# Objective:
Give a verbatim repeat of the lines that run from the line containing "the concrete edge" to the end of the data below.

+++ Exercise material

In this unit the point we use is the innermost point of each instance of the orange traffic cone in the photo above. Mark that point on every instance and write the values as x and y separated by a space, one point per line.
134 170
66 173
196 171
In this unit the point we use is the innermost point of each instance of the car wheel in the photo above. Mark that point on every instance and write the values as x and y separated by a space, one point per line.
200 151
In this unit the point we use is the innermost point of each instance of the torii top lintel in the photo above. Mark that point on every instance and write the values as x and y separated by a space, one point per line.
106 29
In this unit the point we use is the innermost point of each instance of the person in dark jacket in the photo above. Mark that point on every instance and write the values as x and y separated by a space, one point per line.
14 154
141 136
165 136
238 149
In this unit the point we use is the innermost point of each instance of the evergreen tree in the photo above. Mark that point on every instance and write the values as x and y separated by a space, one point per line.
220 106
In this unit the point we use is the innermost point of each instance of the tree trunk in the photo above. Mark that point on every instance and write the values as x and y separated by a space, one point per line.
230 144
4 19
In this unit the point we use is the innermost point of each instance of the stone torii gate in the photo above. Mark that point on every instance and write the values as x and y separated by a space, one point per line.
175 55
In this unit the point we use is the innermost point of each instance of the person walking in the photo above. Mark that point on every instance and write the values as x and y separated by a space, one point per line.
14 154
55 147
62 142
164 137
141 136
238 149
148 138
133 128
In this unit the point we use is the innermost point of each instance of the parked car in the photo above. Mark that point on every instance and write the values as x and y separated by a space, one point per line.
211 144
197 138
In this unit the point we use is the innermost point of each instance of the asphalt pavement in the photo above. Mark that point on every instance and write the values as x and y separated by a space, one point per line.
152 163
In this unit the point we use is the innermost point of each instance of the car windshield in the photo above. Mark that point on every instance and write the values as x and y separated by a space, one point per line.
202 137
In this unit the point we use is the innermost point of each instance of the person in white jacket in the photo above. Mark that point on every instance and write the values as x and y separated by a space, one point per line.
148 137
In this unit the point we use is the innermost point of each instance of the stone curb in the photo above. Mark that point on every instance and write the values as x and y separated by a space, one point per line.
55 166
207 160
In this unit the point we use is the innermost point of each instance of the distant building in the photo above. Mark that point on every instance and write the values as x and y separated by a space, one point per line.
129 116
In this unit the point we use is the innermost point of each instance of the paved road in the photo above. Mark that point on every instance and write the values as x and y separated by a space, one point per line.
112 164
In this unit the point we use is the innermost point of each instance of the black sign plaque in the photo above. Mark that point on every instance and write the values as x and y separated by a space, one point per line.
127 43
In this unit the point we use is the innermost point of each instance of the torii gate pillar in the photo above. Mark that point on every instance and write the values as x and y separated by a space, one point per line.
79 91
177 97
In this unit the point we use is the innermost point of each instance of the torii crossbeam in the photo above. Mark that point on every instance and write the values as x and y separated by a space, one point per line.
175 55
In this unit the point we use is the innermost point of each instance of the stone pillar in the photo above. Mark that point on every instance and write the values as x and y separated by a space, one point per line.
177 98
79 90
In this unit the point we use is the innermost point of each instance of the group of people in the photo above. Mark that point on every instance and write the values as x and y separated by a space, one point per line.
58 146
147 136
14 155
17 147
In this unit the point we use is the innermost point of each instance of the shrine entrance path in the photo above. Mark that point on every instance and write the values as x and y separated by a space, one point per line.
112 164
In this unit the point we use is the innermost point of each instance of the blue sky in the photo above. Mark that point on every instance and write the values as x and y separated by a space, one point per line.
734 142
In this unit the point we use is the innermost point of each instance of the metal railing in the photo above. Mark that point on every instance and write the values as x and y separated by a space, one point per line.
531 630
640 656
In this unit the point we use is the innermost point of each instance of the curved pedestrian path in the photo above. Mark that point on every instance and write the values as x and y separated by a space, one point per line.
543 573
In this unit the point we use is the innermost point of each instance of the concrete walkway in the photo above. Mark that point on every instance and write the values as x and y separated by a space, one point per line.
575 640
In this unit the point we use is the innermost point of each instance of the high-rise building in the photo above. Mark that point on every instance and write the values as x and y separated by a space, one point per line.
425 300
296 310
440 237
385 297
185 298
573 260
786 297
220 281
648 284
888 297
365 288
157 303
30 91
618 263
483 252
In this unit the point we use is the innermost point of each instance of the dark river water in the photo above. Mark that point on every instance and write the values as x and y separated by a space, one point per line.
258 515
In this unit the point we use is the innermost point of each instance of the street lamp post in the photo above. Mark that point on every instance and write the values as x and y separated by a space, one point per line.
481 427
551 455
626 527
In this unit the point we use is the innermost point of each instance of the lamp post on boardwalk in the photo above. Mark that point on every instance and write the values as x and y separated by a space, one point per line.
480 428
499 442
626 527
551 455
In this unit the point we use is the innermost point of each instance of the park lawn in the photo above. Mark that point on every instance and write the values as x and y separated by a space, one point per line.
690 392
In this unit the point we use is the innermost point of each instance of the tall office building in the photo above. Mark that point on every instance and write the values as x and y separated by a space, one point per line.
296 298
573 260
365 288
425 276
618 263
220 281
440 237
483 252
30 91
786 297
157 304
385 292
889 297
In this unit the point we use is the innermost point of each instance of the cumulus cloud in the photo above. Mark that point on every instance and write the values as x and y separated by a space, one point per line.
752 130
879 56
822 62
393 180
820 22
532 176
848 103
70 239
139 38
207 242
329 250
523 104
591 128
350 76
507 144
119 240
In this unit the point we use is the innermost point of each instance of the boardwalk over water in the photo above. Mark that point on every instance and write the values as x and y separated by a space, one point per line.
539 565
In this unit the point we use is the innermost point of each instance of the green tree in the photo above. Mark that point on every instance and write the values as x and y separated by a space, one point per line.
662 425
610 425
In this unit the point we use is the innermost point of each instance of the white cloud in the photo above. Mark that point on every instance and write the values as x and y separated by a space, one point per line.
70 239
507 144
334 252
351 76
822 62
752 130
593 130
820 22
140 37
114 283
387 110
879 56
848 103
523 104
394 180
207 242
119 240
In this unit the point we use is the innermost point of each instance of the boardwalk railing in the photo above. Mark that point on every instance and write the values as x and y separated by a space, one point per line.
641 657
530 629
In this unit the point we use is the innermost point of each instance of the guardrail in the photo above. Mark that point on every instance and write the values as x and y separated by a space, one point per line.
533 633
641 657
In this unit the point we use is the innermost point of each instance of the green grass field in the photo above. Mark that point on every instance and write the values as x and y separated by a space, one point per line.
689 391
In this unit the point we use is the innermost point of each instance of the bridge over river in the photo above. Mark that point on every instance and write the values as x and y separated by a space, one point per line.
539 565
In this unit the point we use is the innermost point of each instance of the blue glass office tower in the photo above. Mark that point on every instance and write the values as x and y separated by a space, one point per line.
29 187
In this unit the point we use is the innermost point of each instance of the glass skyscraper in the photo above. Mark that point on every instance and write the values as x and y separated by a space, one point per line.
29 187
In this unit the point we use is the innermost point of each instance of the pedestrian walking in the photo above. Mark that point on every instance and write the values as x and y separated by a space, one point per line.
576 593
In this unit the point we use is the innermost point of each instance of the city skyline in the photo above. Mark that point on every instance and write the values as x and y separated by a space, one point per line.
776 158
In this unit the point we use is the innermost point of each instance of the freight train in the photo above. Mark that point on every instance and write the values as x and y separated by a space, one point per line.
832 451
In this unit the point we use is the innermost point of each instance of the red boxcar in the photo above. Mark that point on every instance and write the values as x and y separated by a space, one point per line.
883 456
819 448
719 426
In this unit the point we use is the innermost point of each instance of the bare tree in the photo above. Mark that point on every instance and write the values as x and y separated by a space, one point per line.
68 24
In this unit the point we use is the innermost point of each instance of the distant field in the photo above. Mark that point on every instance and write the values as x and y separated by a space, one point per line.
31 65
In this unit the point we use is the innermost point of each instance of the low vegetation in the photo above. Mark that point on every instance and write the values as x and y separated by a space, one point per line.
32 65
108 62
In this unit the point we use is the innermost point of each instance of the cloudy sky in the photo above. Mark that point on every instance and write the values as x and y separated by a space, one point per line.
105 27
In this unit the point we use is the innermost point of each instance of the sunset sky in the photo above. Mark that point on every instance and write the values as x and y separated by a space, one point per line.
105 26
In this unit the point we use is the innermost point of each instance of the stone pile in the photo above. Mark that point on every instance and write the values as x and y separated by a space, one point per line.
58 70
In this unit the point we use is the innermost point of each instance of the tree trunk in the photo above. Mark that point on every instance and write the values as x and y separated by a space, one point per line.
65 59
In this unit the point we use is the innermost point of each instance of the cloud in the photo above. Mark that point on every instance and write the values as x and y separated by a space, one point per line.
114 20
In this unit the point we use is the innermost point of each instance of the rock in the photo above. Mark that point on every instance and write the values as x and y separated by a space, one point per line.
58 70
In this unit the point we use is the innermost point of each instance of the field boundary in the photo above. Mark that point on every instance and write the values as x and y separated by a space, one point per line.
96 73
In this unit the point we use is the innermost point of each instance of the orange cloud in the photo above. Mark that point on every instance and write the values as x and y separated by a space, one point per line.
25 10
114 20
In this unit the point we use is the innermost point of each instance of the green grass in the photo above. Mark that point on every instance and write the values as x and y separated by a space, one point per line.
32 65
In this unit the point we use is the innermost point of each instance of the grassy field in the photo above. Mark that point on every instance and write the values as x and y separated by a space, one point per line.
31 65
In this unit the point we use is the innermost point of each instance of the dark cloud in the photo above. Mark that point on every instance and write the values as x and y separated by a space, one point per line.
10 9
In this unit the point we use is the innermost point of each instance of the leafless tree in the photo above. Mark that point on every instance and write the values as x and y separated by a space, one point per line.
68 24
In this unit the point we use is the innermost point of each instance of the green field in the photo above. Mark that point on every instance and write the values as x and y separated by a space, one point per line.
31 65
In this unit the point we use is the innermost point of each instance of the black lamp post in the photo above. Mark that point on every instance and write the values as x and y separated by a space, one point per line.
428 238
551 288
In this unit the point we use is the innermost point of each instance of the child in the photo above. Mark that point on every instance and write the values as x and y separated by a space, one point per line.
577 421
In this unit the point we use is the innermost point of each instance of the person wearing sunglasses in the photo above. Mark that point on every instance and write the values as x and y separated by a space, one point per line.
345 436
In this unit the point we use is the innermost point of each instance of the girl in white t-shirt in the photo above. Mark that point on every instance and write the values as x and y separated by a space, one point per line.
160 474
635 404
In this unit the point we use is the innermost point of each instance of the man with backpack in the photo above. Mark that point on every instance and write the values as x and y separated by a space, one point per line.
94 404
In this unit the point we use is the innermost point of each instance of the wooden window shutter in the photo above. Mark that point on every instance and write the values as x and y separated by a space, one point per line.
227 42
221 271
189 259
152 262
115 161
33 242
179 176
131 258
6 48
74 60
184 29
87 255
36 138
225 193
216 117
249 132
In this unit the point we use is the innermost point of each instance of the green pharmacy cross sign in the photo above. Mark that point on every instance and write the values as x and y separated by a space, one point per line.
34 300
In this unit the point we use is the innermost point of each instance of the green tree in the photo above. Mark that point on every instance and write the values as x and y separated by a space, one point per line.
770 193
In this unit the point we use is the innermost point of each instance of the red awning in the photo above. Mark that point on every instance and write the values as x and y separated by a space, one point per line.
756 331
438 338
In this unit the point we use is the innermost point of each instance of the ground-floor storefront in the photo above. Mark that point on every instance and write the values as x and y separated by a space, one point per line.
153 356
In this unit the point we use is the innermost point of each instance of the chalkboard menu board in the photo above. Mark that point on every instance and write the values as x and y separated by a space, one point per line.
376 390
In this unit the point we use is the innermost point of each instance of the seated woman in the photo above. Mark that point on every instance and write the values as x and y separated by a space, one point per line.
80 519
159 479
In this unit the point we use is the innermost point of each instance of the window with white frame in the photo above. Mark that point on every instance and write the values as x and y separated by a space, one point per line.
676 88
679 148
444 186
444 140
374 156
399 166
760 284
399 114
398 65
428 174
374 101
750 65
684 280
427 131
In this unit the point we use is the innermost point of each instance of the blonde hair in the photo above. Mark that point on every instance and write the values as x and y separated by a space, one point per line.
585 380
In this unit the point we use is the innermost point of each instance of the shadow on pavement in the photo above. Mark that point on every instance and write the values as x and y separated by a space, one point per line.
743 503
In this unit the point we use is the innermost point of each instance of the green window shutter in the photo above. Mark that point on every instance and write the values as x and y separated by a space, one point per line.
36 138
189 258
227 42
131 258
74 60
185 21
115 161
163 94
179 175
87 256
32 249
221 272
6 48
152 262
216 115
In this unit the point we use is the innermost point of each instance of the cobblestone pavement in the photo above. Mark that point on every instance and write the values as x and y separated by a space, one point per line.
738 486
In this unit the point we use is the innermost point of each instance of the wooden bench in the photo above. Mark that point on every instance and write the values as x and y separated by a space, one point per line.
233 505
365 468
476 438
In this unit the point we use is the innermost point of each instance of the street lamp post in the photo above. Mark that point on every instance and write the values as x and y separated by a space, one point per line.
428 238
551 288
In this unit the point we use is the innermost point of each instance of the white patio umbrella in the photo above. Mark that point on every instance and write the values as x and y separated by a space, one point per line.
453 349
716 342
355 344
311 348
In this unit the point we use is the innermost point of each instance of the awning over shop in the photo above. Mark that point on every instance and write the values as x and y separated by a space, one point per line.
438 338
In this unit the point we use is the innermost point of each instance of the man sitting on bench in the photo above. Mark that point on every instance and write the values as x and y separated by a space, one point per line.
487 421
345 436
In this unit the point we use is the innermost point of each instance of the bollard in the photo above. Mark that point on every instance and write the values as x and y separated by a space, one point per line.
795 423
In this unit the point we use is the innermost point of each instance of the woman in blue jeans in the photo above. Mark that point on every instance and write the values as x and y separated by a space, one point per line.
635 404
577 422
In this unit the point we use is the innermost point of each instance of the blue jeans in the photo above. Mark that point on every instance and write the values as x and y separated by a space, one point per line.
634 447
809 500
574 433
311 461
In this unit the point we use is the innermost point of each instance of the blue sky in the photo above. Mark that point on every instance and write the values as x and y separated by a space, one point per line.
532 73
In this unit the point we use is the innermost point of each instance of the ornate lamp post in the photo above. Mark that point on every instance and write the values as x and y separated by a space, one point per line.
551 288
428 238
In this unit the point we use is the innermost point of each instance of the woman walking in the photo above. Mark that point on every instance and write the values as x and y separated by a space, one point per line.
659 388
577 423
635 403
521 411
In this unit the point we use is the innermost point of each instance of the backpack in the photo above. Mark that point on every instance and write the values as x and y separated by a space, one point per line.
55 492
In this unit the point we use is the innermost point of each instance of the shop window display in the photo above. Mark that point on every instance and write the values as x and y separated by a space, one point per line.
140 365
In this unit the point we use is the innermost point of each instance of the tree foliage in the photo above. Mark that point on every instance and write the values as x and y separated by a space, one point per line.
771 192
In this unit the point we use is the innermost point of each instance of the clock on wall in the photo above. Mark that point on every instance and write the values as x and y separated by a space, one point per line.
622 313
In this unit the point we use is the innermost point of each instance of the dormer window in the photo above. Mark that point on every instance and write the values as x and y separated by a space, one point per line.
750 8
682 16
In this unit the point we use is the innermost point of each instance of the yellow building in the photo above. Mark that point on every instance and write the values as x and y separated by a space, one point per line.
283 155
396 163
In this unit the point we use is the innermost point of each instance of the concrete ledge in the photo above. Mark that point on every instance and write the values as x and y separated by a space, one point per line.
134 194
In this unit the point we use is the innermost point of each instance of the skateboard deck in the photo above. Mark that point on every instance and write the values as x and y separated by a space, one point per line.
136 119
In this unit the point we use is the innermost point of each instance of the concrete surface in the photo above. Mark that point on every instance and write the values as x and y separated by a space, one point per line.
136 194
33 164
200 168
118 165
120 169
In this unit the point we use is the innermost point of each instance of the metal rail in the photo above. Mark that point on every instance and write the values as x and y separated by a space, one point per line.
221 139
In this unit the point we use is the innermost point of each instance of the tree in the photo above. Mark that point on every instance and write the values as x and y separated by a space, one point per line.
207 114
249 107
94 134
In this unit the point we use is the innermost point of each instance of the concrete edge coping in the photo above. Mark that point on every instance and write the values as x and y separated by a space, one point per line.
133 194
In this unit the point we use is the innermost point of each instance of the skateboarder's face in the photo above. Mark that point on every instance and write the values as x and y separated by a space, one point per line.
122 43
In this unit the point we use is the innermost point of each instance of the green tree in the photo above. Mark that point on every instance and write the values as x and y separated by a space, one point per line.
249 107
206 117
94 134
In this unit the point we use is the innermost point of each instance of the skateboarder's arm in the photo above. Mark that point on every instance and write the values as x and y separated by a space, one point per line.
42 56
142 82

++++++

# Task result:
In this unit the point we use is the innermost point of each instance of the concrete edge coping in the photo above. Mark that point on every instance and write the values as x and y separated by a space, one point per line.
133 194
In this unit the point we use is the innermost point of each instance of the skateboarder's face in the photo above. Mark that point on every instance and write the values as x and y separated by a space, one point per line.
122 43
In this unit the point we use is the innermost point of each instance of the green tree in the photo above. Mark that point on every instance and write the values as x and y separated by a space, one point per line.
249 107
206 117
94 134
In this unit the point we use is the innermost point of each instance of the skateboarder's arm in the photo above. Mark that point on every instance and write the values as x and y separated by a space, one point per line.
42 56
142 82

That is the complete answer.